-- Start DATASET ROWS --

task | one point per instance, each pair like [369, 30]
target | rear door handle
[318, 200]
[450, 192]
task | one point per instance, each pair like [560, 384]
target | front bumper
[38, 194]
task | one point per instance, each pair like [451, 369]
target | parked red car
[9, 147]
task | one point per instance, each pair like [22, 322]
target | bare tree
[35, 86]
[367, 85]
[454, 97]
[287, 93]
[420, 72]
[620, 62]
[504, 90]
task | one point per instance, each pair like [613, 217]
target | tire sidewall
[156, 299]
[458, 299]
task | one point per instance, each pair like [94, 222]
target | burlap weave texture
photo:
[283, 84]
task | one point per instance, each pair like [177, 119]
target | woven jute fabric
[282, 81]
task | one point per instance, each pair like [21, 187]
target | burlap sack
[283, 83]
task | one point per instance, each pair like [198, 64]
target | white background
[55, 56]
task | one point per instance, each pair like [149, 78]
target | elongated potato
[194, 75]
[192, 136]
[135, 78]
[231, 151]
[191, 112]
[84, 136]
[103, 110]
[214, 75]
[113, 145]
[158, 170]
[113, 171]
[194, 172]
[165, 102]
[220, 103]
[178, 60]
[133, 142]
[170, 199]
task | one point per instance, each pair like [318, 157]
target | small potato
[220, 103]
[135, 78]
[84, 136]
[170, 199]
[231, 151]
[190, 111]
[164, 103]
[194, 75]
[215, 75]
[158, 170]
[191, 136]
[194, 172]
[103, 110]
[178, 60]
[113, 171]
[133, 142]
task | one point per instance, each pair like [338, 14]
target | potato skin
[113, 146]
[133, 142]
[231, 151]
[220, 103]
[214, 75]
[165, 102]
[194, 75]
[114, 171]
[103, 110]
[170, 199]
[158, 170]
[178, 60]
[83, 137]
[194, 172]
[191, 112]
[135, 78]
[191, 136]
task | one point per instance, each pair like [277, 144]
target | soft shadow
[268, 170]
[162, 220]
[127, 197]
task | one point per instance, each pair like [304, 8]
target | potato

-- End DATASET ROWS --

Transcribe, word for word, every line from the one containing "task | one point per instance, each pair like [338, 14]" through the final line of the entries, and nothing else.

WRITTEN SOLUTION:
task | one point per instance, each pair like [338, 14]
target | potato skin
[113, 146]
[133, 142]
[231, 151]
[220, 103]
[214, 75]
[165, 102]
[194, 75]
[114, 171]
[103, 110]
[170, 199]
[158, 170]
[178, 60]
[83, 137]
[194, 172]
[191, 112]
[135, 78]
[191, 136]
task | one point per instance, each pair like [277, 144]
target | soft shadow
[268, 170]
[162, 220]
[127, 197]
task | one point per instance, each pair like [304, 8]
target | potato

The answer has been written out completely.